PROVIDED PASSAGE:
'''
Previously on Hatoful Boyfriend: Holiday Star, we discovered the existence of mysterious Christmas Thieves, stealing festive trees around town. We’re off to a department store to investigate the scene.


He… read my mind…!?
“More importantly, we need to ask a clerk about the thefts.”
“Right, right. Umm, excuse me!”
The protagonist flags down a clerk.

The clerk eyes her with disapproval.
“…… Do you know where you are, young lady?”
“Umm… this is the High Society Seagull Department Store, right?”
“That is correct. The High Society Seagull Department Store! Say it once more!”
“The High Society Seagull Department Store!”
“Good. This store is of High Society, by High Society, and for High Society. It is no place for obviously low society humans. Please leave!”
Naturally, the protagonist won’t take this lying down.

“This is blatant speciesism! I hope you’re ready to swallow your words or defend them with steel, cretin! Draw, man, draw, before I stick you like a rotisserie chicken!”

And just what does Okosan have that makes him so much more High Society than me!?
“Please, we just want to ask you a question. We’ll leave right away!
'''
STORED ROWS:
'''
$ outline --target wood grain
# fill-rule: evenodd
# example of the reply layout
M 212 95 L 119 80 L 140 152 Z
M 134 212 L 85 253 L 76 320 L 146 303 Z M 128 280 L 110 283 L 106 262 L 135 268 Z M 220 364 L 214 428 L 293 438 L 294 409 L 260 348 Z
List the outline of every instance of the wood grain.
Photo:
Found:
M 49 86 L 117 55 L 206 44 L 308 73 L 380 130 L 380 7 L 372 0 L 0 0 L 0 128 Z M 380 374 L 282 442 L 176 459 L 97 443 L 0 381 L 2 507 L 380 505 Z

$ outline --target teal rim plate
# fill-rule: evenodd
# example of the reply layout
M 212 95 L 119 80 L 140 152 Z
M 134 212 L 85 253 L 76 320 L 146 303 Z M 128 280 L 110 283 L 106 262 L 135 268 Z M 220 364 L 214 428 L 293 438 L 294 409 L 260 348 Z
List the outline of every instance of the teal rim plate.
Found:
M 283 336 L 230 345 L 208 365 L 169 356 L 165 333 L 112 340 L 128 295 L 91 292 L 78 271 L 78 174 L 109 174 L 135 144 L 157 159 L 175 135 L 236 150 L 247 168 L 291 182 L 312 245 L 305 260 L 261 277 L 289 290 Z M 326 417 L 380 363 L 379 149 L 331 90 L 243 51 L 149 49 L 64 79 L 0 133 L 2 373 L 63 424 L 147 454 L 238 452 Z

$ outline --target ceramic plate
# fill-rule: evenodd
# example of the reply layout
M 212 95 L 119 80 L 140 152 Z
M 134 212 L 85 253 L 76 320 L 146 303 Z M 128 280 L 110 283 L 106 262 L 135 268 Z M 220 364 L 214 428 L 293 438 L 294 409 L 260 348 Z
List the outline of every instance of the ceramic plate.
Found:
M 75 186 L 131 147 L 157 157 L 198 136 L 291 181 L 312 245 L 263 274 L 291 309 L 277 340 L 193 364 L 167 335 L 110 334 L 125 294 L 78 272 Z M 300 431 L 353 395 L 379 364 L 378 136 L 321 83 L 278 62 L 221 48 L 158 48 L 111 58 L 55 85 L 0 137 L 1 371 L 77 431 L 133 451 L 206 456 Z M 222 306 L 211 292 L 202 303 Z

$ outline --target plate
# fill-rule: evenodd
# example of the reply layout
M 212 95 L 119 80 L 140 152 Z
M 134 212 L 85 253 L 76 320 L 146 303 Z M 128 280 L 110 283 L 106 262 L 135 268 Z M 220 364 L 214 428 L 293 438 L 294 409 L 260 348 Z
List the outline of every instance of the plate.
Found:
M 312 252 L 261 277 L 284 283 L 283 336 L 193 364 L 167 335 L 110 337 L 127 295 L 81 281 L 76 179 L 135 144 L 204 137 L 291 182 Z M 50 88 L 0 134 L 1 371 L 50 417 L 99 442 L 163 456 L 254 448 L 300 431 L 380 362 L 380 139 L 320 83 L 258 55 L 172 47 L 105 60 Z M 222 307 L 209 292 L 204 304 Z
'''
AIM OF THE TASK:
How would the Hatoful Boyfriend: Holiday Star recap about the department store visit continue from where it stops?

ANSWER BELOW:
Did the Christmas Thieves really break into this store?”
“They… did not break into the store, no. They were not allowed in. However, as you know, the store faces onto the street. The three Christmas trees we had arranged outside were stolen.”
“Trees placed outside… just like at Torimi Cafe!”
“Yeah. Looks like they really are aiming for easy targets first.”
“They seem to be quite crafty. I think this might get difficult, Ryouta. Aah, I can feel the thrill of the chase! My hunter-gatherer blood boils!”
“Right on time. I knew it was a good idea to ask you along.”
“The stolen trees were of little value. We have already sent away for new ones.”
“Do you think you could wait a little before setting them up? The thieves might come back…”
“True, but Christmas is almost here. If not now, when would we put them out?”
“Christmas trees are just so much rubbish once it’s the 26th…”
“They’re not rubbish! You can use them every year! Umm, were there any witnesses?”
“The trees were in a blind spot between security cameras, so alas, we have nothing.”
“Too busy staring down your own noses to look out the window, were you?”
“I hope I never see you here again, young lady.”
This is, all told, probably fair.
Well, that was a disappointment. About all we’ve found out is that the thieves aim for trees placed in vulnerable spots outside. Maybe we should leave?
We’re given three options, one of which ends the scene, while the other two provide little optional scenes. With the magic of LPs, we can do both! First, we’ll stop by the clothing section.


“It’s out of ‘place’, not ‘face’!”
H-he did it again! Can birds even wear clothes like these? Are they just for decoration?
???
“Shops are always so pretty this time of year! I feel like I’m looking into a different world…”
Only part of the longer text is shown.